Alderney's Chief Executive quits

Friday 07 February 2020

Alderney's Chief Executive quits


Chief Executive Andrew Muter has given Alderney six months notice of his intention to leave his post, with his announcement coming just days after an article in the Alderney Press covered concerns raised over a new Code of Conduct for the island's States Members.

Mr Muter was appointed to the most senior role in Alderney's civil service in 2017, moving to the island to take up his post in 2018.

His decision to stand down was announced by William Tate, the President of the States of Alderney yesterday.

“It is with great regret that I have to announce that I have today been given advance notice by our Chief Executive, Andrew Muter, of his intention to resign from the post of Chief Executive of the States of Alderney on the 6th May 2020. Under the terms of his contract he is required to give three months’ notice of his resignation which therefore means he will leave the organisation on 6th August 2020," said Mr Tate.

"By giving us notice six months in advance of his departure, it will allow the States an opportunity to recruit his successor and maximise our ability to ensure there is a smooth transition.

"I am sure that the community will wish to join with me in thanking Andrew for his continuing commitment and wish him well for the future.”

William Tate

Pictured: William Tate, President of the States of Alderney. 

Mr Muter's decision to resign as Chief Executive of the States of Alderney was met with some surprise by his political colleagues in Guernsey.

Environment and Infrastructure President, Deputy Barry Brehaut tweeted that it would be "Alderney's loss ultimately", while Deputy John Gollop who is a regular visitor to Alderney tweeted that Mr Muter "has resigned unexpectedly. I am sure we all wish him well for the future as he is a very focused powerful and dynamic professional".

MATERIAL PROVIDED:

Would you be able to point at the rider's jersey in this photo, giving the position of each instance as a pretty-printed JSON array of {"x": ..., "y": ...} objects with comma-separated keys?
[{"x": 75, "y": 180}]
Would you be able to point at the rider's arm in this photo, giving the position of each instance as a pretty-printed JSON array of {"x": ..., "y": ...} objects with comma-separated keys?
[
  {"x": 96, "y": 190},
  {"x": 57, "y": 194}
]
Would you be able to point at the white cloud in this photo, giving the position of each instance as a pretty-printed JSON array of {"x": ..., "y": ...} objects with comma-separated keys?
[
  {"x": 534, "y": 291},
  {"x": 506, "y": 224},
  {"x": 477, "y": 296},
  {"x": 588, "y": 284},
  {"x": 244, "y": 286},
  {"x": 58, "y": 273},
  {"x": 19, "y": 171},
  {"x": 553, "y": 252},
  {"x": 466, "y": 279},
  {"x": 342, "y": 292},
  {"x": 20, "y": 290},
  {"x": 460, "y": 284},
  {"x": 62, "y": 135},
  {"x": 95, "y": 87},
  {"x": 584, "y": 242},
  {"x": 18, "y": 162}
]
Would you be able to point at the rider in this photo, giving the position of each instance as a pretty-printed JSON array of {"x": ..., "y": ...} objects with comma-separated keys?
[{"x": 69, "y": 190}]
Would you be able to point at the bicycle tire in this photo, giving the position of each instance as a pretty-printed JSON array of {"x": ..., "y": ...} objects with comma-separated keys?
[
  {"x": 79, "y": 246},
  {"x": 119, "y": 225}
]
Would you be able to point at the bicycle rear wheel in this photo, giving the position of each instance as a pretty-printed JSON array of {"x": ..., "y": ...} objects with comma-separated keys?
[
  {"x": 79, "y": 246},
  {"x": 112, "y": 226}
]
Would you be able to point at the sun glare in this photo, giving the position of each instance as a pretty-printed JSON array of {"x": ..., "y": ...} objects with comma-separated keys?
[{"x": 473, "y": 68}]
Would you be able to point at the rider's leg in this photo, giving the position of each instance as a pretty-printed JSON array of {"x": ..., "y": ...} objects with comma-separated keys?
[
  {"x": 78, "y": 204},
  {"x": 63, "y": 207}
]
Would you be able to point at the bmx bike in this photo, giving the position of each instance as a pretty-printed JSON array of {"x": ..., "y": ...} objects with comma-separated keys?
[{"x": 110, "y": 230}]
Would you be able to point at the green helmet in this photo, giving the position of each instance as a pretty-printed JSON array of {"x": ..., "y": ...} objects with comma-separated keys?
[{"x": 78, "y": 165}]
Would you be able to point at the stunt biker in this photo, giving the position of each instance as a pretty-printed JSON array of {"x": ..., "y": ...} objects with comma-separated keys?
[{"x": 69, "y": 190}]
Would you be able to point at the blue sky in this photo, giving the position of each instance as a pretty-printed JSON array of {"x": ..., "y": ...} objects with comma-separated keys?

EXERCISE AIM: Name every person mentioned by name in the article about Alderney's Chief Executive.

WORKED SOLUTION:
Andrew Muter
William Tate
Barry Brehaut
John Gollop